_Texte sélectionné_
========
Référé précontractuel : en cas d’attribution d’un marché à un candidat irrégulièrement admis, un candidat évincé est susceptible d’avoir été lésé quel qu’ait été son propre rang au classement des offres

Catégorie

Contrats publics

Date

May 2012

Temps de lecture

3 minutes

CE 11 avril 2012 Syndicat Ody 1218 Newline du Lloyd’s de Londres, req. n° 354652, mentionné aux tables du recueil Lebon

Contrairement à la position qui avait pu être retenue par certains tribunaux auparavant[1], le Conseil d’Etat vient de considérer que l’attribution d’un marché à un candidat irrégulièrement retenu est susceptible de léser un candidat évincé quel qu’ait été son propre rang au classement des offres, dès lors que celui-ci a déposé une candidature recevable, et une offre régulière, appropriée et acceptable. En conséquence, le requérant d’un référé précontractuel est recevable à soulever une telle irrégularité, alors même que si elle n’avait pas été commise, il n’aurait pas obtenu le marché :

« […] Considérant |…] que le choix de l’offre d’un candidat irrégulièrement retenu est susceptible d’avoir lésé le candidat qui invoque ce manquement, à moins qu’il ne résulte de l’instruction que sa candidature devait elle-même être écartée, ou que l’offre qu’il présentait ne pouvait qu’être éliminée comme inappropriée, irrégulière ou inacceptable […] dans ces conditions, la candidature présentée par le BUREAU EUROPEEN D’ASSURANCE HOSPITALIERE doit être regardée comme ayant été retenue en méconnaissance des dispositions du règlement de consultation ;

Considérant, en outre, que ni la recevabilité de la candidature de la Société hospitalière d’assurances mutuelles, ni le caractère approprié, régulier et acceptable de son offre ne sont contestés ; que le choix d’une offre présentée par un candidat irrégulièrement retenu est dès lors susceptible de l’avoir lésée, quel qu’ait été son propre rang de classement à l’issue du jugement des offres ;

Considérant qu’il résulte de ce qui précède que la Société hospitalière d’assurances mutuelles est fondée, sans qu’il soit besoin d’examiner l’autre manquement qu’elle invoque, à demander l’annulation de la procédure à compter de l’examen des candidatures […] »
========
_Lignes de données_
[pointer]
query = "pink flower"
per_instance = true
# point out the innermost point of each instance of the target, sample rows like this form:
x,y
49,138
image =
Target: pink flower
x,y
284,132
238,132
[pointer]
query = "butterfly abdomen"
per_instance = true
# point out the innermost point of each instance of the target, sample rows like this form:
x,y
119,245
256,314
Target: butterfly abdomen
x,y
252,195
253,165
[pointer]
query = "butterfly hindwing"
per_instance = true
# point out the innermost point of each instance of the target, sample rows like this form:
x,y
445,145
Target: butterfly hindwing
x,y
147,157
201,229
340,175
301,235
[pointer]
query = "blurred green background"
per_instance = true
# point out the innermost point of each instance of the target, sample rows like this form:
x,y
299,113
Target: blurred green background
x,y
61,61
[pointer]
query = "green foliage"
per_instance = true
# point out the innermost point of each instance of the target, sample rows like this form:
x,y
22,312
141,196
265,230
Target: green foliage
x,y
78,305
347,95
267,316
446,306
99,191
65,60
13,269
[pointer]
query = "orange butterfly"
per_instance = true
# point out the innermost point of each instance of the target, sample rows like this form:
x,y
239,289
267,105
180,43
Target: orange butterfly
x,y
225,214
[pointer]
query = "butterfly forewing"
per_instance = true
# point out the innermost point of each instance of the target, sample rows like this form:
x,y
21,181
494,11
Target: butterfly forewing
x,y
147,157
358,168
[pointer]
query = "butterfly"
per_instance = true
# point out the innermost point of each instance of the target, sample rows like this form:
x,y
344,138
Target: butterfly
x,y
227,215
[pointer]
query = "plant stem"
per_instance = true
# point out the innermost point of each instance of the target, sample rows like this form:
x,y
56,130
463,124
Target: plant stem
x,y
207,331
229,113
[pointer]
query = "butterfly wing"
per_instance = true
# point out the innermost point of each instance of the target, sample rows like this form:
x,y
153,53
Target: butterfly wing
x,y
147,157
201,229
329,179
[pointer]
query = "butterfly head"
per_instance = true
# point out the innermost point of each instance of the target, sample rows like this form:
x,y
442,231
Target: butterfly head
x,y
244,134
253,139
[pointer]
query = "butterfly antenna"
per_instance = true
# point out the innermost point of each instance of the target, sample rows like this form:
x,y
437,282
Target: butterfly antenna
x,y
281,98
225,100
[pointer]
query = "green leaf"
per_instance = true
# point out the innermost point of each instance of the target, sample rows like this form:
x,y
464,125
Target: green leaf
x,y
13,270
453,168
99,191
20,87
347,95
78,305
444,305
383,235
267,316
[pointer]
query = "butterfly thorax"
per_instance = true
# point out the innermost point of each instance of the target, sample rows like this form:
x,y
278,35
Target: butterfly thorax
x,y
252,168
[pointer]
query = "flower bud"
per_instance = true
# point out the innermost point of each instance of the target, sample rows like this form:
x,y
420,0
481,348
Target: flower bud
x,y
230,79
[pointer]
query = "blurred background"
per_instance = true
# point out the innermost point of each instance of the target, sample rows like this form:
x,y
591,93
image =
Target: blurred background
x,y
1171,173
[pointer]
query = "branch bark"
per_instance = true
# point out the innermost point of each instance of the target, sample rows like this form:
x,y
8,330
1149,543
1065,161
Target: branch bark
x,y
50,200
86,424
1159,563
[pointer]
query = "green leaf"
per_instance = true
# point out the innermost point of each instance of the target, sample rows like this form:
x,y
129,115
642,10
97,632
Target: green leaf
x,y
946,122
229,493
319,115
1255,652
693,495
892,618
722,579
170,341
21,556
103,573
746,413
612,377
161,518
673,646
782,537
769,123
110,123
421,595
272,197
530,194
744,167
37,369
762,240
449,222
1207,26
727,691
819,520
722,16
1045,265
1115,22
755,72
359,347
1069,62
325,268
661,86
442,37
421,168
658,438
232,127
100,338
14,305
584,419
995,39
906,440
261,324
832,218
========
_Consignes de travail_
**A.** D'après le paragraphe de la note sur le référé précontractuel qui commence par « Contrairement à la position », quelles qualités l'offre du candidat évincé doit-elle présenter ?
**B.** Dans la note sur le référé précontractuel, quel numéro de requête porte la décision du Conseil d'Etat du 11 avril 2012 ?

_Réponses dans l'ordre_
**A.** Régulière, appropriée et acceptable.

**B.** Le n° 354652.